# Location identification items
>> BEGIN
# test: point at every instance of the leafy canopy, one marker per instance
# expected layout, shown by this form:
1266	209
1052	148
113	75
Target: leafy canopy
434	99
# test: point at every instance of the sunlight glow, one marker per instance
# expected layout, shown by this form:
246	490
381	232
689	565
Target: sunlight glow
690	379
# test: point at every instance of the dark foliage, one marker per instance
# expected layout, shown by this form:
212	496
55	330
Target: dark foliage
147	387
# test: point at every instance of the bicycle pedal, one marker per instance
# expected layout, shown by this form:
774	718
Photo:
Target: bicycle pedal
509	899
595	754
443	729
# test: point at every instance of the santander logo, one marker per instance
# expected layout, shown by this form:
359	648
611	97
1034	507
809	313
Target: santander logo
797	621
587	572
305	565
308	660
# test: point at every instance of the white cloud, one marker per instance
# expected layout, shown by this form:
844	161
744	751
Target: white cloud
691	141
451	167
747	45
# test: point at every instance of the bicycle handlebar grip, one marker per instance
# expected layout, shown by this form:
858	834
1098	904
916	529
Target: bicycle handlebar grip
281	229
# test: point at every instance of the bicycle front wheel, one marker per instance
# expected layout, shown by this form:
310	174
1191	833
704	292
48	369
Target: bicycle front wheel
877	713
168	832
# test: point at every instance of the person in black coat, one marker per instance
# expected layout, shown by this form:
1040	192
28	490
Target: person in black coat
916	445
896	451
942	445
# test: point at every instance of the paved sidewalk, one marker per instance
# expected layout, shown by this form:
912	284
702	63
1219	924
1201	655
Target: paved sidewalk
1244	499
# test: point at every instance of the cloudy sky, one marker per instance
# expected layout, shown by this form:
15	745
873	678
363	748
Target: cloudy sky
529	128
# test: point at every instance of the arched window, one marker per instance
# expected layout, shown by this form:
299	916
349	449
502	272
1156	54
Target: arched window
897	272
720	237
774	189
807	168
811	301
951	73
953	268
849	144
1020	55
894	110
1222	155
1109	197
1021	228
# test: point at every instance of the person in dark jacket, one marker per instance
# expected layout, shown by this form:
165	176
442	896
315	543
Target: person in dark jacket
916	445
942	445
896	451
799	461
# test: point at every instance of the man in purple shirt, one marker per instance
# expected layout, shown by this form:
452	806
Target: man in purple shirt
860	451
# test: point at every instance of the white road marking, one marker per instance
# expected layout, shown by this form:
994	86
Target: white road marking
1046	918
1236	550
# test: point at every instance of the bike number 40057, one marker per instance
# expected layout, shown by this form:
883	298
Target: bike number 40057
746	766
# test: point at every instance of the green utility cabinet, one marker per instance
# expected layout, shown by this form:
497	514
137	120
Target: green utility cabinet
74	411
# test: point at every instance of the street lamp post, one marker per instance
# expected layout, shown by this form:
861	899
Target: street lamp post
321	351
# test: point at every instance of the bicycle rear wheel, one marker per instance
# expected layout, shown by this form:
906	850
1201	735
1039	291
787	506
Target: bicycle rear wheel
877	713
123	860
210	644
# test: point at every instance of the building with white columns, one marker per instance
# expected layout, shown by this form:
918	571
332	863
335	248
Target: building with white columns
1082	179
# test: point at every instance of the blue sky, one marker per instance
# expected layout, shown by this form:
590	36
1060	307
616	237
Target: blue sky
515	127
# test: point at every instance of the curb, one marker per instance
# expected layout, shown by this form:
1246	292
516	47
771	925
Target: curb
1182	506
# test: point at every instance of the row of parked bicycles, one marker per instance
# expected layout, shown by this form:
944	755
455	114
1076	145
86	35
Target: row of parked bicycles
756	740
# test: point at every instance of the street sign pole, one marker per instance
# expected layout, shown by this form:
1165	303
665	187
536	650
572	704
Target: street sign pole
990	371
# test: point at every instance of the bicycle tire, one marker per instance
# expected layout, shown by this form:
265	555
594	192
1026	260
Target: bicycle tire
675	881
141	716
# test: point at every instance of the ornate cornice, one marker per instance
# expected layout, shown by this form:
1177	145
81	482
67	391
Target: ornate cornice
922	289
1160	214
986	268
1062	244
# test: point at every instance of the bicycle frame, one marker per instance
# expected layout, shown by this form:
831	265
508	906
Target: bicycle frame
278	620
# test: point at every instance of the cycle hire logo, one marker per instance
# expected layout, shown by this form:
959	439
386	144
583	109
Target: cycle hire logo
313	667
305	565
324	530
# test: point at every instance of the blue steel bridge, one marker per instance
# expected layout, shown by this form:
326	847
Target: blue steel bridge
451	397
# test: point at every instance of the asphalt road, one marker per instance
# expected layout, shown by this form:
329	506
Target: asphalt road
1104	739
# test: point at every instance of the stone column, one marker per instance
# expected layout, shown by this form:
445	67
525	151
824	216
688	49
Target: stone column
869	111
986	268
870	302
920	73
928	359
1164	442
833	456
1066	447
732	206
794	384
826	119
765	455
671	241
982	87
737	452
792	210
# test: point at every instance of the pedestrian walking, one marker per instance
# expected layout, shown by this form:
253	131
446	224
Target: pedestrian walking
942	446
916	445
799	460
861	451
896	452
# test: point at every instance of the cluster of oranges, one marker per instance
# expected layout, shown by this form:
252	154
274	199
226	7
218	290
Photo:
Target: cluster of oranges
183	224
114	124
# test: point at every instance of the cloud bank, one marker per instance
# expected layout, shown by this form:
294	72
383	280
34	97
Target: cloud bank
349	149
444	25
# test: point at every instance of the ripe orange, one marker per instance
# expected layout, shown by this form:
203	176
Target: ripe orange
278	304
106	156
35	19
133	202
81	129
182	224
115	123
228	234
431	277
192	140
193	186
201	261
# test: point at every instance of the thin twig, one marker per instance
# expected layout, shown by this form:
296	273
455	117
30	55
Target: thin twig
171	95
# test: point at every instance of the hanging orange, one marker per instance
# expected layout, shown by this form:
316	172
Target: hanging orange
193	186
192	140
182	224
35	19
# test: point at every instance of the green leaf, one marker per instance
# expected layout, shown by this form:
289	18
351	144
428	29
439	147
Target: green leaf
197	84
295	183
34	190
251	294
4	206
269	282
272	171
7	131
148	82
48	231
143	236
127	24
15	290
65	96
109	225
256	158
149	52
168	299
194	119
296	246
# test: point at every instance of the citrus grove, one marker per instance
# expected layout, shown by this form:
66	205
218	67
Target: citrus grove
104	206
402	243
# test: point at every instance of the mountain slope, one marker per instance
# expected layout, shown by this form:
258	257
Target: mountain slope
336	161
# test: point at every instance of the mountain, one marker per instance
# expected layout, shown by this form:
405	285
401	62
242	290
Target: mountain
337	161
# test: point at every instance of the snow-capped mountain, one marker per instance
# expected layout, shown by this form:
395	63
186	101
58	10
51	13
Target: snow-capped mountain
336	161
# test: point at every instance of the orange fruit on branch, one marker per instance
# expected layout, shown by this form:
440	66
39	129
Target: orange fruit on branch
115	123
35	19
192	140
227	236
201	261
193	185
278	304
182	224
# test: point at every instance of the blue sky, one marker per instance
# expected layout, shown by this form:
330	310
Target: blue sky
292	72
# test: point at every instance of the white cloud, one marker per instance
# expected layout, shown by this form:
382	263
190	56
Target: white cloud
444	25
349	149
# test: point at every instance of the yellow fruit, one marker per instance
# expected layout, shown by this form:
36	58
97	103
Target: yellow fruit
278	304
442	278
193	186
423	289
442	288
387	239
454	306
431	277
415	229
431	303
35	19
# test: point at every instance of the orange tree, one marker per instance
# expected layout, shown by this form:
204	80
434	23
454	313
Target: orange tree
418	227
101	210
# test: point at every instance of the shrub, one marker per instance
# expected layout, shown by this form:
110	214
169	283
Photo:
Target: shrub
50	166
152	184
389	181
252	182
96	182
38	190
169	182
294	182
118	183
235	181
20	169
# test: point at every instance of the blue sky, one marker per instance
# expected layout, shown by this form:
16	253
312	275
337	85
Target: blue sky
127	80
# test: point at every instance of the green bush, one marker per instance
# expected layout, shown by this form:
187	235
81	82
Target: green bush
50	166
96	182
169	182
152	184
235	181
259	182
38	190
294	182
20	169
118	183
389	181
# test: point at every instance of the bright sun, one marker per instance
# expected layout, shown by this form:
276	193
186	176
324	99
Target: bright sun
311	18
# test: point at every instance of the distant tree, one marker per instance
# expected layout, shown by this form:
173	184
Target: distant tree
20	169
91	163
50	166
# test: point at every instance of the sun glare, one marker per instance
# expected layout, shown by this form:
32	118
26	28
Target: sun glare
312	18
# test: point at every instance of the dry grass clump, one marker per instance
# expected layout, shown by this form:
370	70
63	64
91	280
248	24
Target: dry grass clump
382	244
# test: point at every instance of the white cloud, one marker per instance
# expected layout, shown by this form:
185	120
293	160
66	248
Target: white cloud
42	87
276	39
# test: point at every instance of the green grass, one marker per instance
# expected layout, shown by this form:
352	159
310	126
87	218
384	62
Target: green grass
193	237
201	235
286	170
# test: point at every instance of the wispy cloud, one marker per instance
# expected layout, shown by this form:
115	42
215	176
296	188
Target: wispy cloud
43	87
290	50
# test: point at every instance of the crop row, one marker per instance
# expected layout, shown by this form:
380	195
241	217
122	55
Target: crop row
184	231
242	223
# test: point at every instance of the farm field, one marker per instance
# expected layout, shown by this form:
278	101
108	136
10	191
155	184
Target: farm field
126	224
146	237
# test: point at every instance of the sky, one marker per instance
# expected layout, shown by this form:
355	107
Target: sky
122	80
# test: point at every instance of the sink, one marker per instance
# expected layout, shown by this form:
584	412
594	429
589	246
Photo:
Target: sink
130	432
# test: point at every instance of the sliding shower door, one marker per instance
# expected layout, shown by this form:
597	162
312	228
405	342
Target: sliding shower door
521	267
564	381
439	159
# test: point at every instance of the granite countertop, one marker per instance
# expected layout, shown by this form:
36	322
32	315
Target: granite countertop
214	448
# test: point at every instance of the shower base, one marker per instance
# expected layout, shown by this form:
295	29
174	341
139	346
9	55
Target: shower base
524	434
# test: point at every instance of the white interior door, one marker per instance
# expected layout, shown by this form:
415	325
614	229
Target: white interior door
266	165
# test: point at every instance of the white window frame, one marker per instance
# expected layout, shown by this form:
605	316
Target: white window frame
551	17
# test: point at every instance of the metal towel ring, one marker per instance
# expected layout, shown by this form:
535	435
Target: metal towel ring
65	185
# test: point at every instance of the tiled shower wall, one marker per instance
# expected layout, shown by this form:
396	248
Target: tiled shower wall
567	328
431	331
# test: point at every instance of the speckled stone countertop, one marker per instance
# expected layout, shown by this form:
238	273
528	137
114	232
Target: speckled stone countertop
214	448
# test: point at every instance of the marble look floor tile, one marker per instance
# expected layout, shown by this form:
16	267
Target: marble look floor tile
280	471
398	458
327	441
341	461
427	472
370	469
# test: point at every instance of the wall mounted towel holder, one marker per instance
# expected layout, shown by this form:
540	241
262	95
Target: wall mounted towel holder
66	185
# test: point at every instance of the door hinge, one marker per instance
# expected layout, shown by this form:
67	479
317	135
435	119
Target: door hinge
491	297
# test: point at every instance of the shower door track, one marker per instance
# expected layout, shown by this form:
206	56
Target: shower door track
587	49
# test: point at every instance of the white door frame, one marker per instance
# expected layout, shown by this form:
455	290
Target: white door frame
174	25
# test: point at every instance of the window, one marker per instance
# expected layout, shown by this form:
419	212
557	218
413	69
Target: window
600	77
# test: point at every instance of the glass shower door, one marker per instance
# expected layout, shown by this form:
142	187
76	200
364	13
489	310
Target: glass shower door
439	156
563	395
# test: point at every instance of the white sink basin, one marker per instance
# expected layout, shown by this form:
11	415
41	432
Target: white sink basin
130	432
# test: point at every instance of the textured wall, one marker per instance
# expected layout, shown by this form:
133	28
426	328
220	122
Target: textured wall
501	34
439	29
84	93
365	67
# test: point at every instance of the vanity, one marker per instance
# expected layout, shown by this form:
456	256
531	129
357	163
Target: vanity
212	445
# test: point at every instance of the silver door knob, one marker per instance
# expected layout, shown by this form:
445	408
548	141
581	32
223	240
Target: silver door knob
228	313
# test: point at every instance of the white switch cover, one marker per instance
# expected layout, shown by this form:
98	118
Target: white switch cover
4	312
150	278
>> END
# Exercise requirements
Please quote exactly the lines from the one containing "# test: point at every instance of the marble" through the last line of the records above, both included, and nothing else.

# Completed task
# test: point at every instance of the marble look floor tile, one marker per instance
# expected layout, shown by this form:
16	267
Target: marble look floor tile
280	471
398	458
327	441
341	461
427	472
370	469
# test: point at every instance of the wall mounted towel holder, one marker per instance
# expected layout, shown by this form:
540	241
262	95
Target: wall mounted towel holder
66	185
# test: point at every instance of the door hinge, one marker per instance
# expected layout, shown by this form:
67	479
317	135
435	119
Target: door hinge
491	297
# test: point at every instance of the shower door track, one marker per instance
# expected layout, shown by this form:
206	56
Target: shower door track
587	49
# test: point at every instance of the white door frame, one marker per instance
# expected layout, shown by this form:
455	290
Target: white door frame
174	25
# test: point at every instance of the window, one marker per instance
# expected layout, shown by this form:
419	212
557	218
413	69
Target: window
600	77
# test: point at every instance of the glass shower door, one marker per instance
# expected layout, shown by this form:
142	187
76	200
364	13
489	310
Target: glass shower door
439	156
563	395
# test: point at every instance of the white sink basin, one marker per instance
# expected layout, shown by this form:
11	415
41	432
Target: white sink basin
130	432
# test: point at every instance of the textured wall, one marker per instance
# expected layout, shown by this form:
133	28
426	328
220	122
Target: textured wall
501	34
439	29
84	93
365	67
# test: point at every instance of the vanity, one marker per instance
# expected layout, shown by this form:
456	256
531	129
357	163
Target: vanity
212	445
# test: point at every instance of the silver door knob, one marker per instance
# expected layout, shown by this form:
445	408
548	141
581	32
223	240
Target: silver door knob
228	313
# test: point at every instance of the white switch cover, one marker per instance
# expected layout, shown by this form:
98	118
Target: white switch cover
4	312
150	278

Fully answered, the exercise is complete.